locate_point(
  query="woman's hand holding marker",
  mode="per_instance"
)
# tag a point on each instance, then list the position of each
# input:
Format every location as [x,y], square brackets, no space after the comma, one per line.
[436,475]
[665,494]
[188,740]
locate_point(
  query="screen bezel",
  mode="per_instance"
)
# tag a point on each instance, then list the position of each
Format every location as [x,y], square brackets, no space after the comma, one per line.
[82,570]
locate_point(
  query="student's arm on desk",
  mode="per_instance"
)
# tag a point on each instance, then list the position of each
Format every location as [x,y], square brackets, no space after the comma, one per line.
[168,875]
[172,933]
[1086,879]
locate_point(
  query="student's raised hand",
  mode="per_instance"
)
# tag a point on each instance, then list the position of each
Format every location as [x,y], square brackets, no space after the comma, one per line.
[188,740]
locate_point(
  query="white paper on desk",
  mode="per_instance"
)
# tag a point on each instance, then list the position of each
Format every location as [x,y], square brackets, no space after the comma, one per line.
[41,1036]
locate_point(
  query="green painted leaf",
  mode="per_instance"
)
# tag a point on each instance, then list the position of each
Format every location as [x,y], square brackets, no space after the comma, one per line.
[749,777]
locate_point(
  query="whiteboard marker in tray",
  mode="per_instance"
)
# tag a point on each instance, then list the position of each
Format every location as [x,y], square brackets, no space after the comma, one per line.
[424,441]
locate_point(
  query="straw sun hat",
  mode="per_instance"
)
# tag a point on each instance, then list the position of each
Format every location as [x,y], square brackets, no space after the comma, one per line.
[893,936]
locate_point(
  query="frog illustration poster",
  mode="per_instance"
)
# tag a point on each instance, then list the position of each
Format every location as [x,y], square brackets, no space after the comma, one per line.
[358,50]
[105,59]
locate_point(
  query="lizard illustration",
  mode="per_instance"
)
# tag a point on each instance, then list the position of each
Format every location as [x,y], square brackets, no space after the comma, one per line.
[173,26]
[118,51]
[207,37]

--

Restating every entry above word for word is the whole task.

▶ [Result of this exercise]
locate_point(
  query="woman's hand holding marker",
  mode="per_instance"
)
# tag a point on each instance, then list the position of each
# input:
Format every location as [x,y], square brackets, no space after the comma, one per line.
[436,475]
[665,494]
[188,740]
locate_point(
  query="screen bezel",
  mode="per_instance"
)
# tag a point on each instance, then list the position of each
Format every location as [x,y], square brackets, no space after the comma, one per line.
[82,570]
locate_point(
  query="student's arm on desk",
  mode="per_instance"
)
# tag a point on each instance, then list the position of each
Format every location as [x,y], square brackets, no space after the comma, one per line.
[168,875]
[172,933]
[1086,879]
locate_point(
  query="student's raised hand",
  mode="per_instance"
)
# tag a point on each instance, then list the position of each
Format every location as [x,y], square brackets, no space after the comma, one per line.
[188,740]
locate_point(
  query="white paper on desk",
  mode="per_instance"
)
# tag a point on each instance, then list the position of each
Format every location as [x,y], square brackets, no space after the comma, one per line.
[41,1036]
locate_point(
  query="green painted leaf",
  mode="per_instance"
)
# tag a point on each instance, then list the position of each
Format every location as [x,y], square brackets, no space after the comma, one per line.
[749,777]
locate_point(
  query="whiteboard marker in tray",
  mode="per_instance"
)
# tag a point on each instance, then list the position of each
Format every location as [x,y], square brackets, no space after the comma, one per line.
[424,441]
locate_point(
  query="straw sun hat",
  mode="per_instance"
)
# tag a point on each instance, then list the position of each
Format every location as [x,y], square brackets, no space after the comma, one per line.
[893,936]
locate_point(
  query="frog illustration poster",
  mode="per_instance"
)
# tag a point on each instance, then list the position of each
Format every location as [x,y], square brackets, no space after the comma, one per line.
[358,50]
[105,59]
locate_point(
  query="lizard illustration",
  mode="per_instance"
)
# tag a point on each instance, then list the position of each
Format every location as [x,y], square brackets, no space after the comma, one per line.
[173,26]
[118,51]
[207,37]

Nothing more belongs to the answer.